WHAT THE TASK REQUIRES: Format each line of the items below as a Markdown table with the columns Row and Line, numbering the rows and omitting blank lines. Leave the pictures out of the table.

■ ■ ■

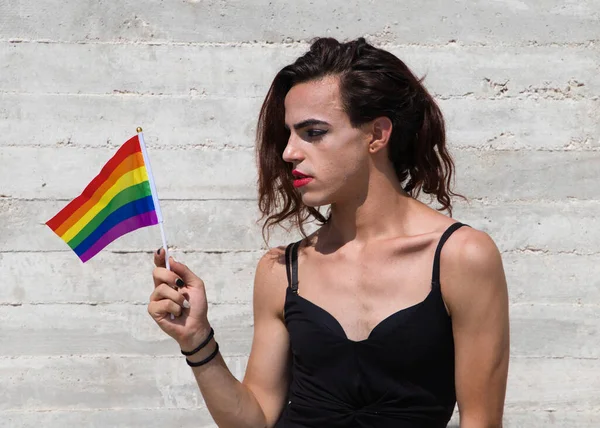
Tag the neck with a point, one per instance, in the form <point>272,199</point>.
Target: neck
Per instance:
<point>380,213</point>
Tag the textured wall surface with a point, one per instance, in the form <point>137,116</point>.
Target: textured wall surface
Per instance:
<point>518,83</point>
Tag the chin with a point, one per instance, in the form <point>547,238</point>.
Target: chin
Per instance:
<point>314,200</point>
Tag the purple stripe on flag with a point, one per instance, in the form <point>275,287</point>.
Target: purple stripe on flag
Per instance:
<point>126,226</point>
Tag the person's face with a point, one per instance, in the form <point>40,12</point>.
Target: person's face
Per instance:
<point>324,145</point>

■ ■ ■

ANSWER FOR THIS EXERCISE:
| Row | Line |
|---|---|
| 1 | Tag the neck with a point, one per instance, in the form <point>272,199</point>. |
| 2 | Target: neck |
| 3 | Per instance: |
| 4 | <point>380,213</point> |
| 5 | Tag the textured wall surface with a point, one per instance, in the form <point>137,116</point>. |
| 6 | Target: textured wall surface |
| 7 | Per instance: |
| 8 | <point>518,83</point> |
| 9 | Tag the chin with a point, one per instance, in the form <point>547,238</point>. |
| 10 | Target: chin |
| 11 | Per instance: |
| 12 | <point>314,200</point> |
| 13 | Tag the purple stripe on flag with a point, one per instance, in the form <point>275,287</point>. |
| 14 | Target: purple stripe on flag |
| 15 | Per instance: |
| 16 | <point>126,226</point> |
| 17 | Tag the person's face with a point, one per instance, in the form <point>40,12</point>. |
| 18 | Target: person's face |
| 19 | Per instance: |
| 20 | <point>324,145</point> |